Problem set —
**1.** In the twitter4s issue, starting at "Support for full-archive" and ending at "this library compatible?", swap every "full-archive" for "historical" and write out that span.
**2.** Resume the twitter4s issue text from where it stops.

Document —
▼▼▼

DanielaSfregola / twitter4s

An asynchronous non-blocking Scala client for both the Twitter Rest and Streaming API
Apache License 2.0
256 stars 100 forks source link

Support for full-archive / academic research track endpoints #366

Open TheConner opened 3 years ago

TheConner commented 3 years ago

Hello :smiley: this library has been great to use, it's been incredibly useful with the research work I have been doing. Currently, if my understanding is correct this only supports the "standard" search endpoints search/tweets.json

After doing some digging I've found that this endpoint won't offer the amount of data needed for the research I'm doing, thus I would need something like this endpoint for full-archive search which seems to only be offered under the v2 of the twitter API, /2/tweets/search/all (which is only for the academic research product track, interestingly)

I'm not sure if that is something this project supports, in the case that it's not supported yet I'm assuming there's a fair amount of technical debt in order to make this library compatible?

▲▲▲

Extracted entries —
▼▼▼

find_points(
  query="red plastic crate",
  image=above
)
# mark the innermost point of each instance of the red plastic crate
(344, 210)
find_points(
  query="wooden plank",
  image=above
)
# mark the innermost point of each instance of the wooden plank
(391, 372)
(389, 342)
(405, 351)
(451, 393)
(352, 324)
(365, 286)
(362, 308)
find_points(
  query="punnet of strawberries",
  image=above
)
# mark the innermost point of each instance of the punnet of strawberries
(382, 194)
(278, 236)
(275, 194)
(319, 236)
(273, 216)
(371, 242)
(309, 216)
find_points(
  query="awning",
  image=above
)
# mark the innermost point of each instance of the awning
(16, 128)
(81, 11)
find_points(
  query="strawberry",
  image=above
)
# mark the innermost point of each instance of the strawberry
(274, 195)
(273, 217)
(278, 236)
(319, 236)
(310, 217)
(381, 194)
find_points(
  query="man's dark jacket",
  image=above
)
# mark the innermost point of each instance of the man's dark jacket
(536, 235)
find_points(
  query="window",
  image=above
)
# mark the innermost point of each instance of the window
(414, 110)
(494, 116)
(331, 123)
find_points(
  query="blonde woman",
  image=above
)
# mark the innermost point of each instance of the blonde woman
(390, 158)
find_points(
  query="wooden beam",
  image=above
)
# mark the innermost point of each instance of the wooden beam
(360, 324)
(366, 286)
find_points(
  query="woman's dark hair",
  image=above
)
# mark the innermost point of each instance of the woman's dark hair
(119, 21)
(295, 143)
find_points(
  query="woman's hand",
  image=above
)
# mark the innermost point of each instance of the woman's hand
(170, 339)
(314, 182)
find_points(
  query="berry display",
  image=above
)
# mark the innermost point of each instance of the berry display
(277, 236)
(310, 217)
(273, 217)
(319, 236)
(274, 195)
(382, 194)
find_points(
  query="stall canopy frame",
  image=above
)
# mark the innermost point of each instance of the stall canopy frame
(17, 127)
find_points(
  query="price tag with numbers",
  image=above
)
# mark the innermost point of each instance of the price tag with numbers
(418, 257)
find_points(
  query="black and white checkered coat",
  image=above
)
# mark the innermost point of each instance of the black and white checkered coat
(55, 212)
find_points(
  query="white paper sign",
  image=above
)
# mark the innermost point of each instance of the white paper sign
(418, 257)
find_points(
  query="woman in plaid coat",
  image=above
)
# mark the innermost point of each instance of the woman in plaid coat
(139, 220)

▲▲▲

Task-by-task outputs —
**1.**
Support for historical / academic research track endpoints #366

Open TheConner opened 3 years ago

TheConner commented 3 years ago

Hello :smiley: this library has been great to use, it's been incredibly useful with the research work I have been doing. Currently, if my understanding is correct this only supports the "standard" search endpoints search/tweets.json

After doing some digging I've found that this endpoint won't offer the amount of data needed for the research I'm doing, thus I would need something like this endpoint for historical search which seems to only be offered under the v2 of the twitter API, /2/tweets/search/all (which is only for the academic research product track, interestingly)

I'm not sure if that is something this project supports, in the case that it's not supported yet I'm assuming there's a fair amount of technical debt in order to make this library compatible?

**2.**
Since most of my research work depends on this Scala library, I'd be happy to contribute if need be :)

DanielaSfregola commented 3 years ago

Hi @TheConner, I am glad this library has been useful!

Unfortunately, we do not support any v2 endpoint yet (simply due to lack of time) - but this shouldn't be too hard to do if you want to give it a try! PRs are always welcome -- ( and happy to advise/support you in the process).

The authentication seems to be the same, although it seems like you need a token that is approved for Academic Research (which I do not have, but I am going to assume you do)...so that is something that you shouldn't worry about.

My suggestion is to create a new trait for the Rest client (similar to any of the ones listed here) in which you define the shape of your endpoint and the params to pass to it.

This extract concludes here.